=== Problem details ===
Beginning at the line containing "Task: Indicate the rock outcrop" and continuing to the end of the records below, give each line again exactly as it stands, and only those lines.

=== Given data ===
++++++++

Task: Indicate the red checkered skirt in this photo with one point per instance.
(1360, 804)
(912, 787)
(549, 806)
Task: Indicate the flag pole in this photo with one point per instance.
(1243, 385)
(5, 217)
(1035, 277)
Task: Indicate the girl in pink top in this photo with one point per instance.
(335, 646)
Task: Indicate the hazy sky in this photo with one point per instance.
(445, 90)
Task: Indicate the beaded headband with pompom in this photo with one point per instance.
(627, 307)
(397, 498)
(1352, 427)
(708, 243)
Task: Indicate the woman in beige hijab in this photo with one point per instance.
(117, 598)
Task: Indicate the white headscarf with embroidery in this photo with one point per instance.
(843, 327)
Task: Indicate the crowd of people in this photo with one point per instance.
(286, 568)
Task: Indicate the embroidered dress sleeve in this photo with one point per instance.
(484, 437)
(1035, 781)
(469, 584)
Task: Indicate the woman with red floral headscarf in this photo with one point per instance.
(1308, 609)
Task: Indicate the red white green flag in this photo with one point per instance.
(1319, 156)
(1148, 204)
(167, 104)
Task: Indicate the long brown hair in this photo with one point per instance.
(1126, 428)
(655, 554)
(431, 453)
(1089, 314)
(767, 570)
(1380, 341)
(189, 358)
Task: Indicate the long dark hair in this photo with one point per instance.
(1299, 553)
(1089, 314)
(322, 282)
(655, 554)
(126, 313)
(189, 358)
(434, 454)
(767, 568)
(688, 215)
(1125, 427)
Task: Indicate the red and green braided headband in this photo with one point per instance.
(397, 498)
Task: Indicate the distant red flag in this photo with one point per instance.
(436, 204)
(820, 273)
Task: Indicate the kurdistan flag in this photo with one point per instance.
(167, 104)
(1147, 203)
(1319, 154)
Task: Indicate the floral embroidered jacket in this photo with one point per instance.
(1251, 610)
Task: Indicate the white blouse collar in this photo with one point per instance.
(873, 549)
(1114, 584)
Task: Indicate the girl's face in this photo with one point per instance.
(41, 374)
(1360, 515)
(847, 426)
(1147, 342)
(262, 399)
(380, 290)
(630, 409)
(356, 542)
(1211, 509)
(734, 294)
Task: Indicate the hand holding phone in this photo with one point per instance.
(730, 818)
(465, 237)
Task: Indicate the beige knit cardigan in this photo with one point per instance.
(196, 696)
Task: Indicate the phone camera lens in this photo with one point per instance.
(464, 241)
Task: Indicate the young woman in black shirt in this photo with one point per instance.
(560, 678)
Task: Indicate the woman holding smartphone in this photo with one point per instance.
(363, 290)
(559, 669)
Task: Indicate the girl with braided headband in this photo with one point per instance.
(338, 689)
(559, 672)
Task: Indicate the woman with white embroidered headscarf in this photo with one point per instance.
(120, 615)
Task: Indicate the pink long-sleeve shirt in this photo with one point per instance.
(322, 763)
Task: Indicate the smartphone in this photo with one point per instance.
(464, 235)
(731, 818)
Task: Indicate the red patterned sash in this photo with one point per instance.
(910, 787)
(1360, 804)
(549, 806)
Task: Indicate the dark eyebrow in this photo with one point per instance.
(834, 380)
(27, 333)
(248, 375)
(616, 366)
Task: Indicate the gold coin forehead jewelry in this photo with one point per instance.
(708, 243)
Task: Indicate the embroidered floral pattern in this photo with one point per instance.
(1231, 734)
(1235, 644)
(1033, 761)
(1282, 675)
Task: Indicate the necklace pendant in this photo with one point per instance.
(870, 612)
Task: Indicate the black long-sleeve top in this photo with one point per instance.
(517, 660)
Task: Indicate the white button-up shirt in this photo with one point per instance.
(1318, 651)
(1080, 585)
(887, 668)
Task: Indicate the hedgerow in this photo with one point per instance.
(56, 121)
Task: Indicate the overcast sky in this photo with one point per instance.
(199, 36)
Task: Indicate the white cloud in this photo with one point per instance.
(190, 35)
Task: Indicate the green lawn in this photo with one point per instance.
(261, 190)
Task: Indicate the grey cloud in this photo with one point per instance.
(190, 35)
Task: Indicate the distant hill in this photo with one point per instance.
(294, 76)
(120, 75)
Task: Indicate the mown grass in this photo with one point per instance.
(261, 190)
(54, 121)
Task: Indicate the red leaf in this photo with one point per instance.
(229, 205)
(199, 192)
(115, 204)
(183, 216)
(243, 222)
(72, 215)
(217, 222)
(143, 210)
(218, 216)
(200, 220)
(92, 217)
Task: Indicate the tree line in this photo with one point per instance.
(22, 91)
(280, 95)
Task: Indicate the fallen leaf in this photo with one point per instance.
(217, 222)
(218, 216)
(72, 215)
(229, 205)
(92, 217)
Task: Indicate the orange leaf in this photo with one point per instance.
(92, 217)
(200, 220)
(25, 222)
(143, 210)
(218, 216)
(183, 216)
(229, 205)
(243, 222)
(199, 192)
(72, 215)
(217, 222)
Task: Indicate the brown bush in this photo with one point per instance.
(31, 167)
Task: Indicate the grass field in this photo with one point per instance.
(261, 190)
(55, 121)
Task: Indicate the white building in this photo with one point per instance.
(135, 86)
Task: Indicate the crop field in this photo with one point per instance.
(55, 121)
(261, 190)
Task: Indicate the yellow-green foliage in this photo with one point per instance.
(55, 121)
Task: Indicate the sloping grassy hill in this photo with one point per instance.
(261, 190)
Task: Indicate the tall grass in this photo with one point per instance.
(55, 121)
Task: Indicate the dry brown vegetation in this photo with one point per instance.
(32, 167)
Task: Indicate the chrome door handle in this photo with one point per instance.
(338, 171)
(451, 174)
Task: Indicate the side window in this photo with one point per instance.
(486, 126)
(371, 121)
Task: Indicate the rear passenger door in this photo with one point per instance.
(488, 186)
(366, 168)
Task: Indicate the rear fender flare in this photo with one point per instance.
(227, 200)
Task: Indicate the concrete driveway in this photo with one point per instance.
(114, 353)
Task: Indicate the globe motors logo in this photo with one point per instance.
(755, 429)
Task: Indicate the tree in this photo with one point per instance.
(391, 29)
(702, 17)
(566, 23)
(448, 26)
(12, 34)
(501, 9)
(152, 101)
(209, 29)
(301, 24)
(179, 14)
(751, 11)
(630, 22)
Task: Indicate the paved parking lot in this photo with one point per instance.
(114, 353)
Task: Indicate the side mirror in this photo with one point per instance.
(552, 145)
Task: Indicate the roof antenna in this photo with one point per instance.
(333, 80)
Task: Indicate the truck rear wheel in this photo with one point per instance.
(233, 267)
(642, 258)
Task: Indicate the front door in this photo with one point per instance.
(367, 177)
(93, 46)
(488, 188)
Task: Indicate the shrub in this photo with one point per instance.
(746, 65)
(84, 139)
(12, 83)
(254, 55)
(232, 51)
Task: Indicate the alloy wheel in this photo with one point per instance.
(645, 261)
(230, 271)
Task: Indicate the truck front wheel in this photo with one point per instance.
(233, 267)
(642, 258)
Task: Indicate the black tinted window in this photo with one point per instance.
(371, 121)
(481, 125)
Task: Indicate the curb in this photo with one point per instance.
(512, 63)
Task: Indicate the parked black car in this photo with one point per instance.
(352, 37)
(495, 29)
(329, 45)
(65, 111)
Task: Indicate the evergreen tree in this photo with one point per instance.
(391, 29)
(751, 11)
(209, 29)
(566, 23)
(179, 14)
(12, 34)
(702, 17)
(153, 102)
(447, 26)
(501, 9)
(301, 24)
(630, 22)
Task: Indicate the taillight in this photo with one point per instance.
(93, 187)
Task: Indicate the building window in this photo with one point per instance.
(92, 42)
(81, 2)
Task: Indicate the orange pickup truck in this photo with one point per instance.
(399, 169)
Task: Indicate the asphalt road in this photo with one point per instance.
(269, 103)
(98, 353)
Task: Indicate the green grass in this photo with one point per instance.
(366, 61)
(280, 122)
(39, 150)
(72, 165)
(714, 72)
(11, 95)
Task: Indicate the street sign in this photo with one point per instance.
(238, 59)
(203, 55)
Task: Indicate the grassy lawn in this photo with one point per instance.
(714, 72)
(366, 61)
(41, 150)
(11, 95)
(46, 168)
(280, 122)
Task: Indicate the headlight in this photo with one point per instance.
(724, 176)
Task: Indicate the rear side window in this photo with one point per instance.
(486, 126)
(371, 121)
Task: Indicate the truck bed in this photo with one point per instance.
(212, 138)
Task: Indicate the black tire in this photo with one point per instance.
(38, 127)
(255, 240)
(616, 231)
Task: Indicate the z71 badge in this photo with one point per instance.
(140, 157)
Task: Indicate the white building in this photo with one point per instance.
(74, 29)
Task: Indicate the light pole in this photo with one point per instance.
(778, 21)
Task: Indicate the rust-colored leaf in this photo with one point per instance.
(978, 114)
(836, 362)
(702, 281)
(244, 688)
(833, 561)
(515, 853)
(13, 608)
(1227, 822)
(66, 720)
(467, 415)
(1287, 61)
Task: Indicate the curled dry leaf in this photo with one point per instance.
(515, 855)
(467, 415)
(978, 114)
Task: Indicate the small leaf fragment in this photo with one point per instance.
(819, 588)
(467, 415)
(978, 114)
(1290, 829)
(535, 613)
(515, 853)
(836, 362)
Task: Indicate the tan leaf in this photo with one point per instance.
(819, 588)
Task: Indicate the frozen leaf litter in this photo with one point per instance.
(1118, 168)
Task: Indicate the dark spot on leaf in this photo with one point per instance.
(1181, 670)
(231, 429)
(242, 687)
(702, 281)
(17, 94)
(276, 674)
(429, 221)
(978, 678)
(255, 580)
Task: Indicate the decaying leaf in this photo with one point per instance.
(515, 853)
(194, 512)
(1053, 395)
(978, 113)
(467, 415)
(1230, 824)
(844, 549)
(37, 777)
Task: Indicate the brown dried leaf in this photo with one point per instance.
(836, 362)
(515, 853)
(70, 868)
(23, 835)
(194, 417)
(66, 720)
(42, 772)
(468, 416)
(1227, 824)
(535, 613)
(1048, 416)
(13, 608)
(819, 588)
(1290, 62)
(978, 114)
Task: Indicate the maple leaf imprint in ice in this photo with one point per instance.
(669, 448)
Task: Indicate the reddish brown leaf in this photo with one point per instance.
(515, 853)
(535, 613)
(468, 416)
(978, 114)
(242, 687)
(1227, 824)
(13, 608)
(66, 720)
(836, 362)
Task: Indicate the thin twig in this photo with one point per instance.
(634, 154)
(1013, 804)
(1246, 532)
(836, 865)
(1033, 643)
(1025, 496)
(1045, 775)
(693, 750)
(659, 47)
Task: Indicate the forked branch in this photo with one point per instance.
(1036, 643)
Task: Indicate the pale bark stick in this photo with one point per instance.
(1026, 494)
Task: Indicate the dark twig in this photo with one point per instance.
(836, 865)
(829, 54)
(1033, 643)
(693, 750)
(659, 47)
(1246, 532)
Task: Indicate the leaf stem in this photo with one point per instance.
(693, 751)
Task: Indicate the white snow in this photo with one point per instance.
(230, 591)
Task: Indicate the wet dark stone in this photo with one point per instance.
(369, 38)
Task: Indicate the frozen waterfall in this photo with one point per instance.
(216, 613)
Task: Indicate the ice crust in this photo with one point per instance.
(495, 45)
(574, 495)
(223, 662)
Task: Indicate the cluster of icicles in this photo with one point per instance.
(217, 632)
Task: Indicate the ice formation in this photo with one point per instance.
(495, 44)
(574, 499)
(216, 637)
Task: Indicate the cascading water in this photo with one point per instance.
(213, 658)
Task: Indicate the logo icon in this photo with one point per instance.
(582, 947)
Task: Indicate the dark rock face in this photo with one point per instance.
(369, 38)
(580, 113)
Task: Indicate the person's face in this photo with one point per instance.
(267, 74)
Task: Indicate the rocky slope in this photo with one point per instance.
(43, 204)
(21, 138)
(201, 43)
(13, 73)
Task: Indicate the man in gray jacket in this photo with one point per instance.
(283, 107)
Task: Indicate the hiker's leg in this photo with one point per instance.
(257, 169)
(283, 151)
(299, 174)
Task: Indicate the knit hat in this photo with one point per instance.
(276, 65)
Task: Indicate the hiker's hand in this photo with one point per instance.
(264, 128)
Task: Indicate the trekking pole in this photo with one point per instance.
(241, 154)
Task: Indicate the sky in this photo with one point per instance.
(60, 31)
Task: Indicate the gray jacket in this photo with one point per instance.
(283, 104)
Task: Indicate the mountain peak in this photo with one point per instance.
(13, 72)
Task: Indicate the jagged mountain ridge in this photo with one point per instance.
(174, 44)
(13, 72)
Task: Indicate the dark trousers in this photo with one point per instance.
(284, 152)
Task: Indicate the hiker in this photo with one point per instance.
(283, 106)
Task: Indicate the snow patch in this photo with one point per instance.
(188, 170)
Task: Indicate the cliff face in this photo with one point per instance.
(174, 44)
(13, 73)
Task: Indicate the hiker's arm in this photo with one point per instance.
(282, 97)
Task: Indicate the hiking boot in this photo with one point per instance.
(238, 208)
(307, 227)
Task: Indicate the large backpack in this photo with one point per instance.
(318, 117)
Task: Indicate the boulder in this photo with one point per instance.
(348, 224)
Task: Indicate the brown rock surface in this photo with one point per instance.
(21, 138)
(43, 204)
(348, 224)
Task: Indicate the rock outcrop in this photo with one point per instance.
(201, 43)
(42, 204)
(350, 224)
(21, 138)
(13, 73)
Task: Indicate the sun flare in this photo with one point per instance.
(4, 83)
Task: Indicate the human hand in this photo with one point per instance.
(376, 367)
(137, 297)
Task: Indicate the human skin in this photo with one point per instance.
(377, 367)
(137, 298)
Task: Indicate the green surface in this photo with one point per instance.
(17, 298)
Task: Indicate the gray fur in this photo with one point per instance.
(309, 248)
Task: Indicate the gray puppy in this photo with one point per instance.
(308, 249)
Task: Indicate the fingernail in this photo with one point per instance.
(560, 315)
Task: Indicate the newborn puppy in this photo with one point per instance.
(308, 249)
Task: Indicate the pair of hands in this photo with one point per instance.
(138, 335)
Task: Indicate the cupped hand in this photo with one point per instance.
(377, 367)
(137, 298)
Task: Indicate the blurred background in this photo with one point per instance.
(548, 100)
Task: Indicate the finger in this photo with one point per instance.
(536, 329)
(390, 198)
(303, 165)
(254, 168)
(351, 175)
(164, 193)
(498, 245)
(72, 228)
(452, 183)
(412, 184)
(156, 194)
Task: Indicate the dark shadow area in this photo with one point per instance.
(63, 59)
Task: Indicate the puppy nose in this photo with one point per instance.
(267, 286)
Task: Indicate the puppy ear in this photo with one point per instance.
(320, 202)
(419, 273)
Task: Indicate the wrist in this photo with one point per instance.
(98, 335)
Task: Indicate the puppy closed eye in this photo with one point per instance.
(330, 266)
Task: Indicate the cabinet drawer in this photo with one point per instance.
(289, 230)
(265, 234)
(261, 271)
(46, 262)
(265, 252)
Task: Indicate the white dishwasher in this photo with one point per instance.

++++++++

=== Finished task ===
Task: Indicate the rock outcrop in this photo with one point per instance.
(201, 43)
(42, 204)
(350, 224)
(21, 138)
(13, 73)
Task: Indicate the sun flare in this photo with one point per instance.
(4, 83)
Task: Indicate the human hand in this photo with one point per instance.
(376, 367)
(137, 297)
Task: Indicate the human skin in this photo with one point per instance.
(377, 367)
(137, 298)
Task: Indicate the green surface in this photo with one point per instance.
(17, 298)
Task: Indicate the gray fur in this photo with one point per instance.
(309, 248)
Task: Indicate the gray puppy in this photo with one point per instance.
(308, 249)
Task: Indicate the fingernail in this photo with one point per instance.
(560, 315)
Task: Indicate the newborn puppy in this photo with one point per instance.
(308, 249)
Task: Indicate the pair of hands in this photo with one point per instance.
(138, 335)
Task: Indicate the cupped hand in this photo with one point per instance.
(377, 367)
(137, 298)
Task: Indicate the blurred background in this photo with one point per instance.
(548, 100)
Task: Indicate the finger in this photo with one point per instance.
(536, 329)
(390, 198)
(303, 165)
(254, 168)
(351, 175)
(164, 193)
(498, 245)
(72, 228)
(452, 183)
(412, 184)
(156, 194)
Task: Indicate the dark shadow area in this photo with one point per instance.
(63, 59)
Task: Indicate the puppy nose in this photo with one point per instance.
(267, 286)
Task: Indicate the puppy ear in this photo with one point per instance.
(320, 202)
(419, 273)
Task: Indicate the wrist in this photo with one point per instance.
(98, 335)
Task: Indicate the puppy closed eye in this photo with one point per instance.
(330, 266)
Task: Indicate the cabinet drawer in this photo with one point per instance.
(289, 230)
(265, 234)
(261, 271)
(46, 262)
(265, 252)
Task: Indicate the white dishwasher in this photo with one point per instance.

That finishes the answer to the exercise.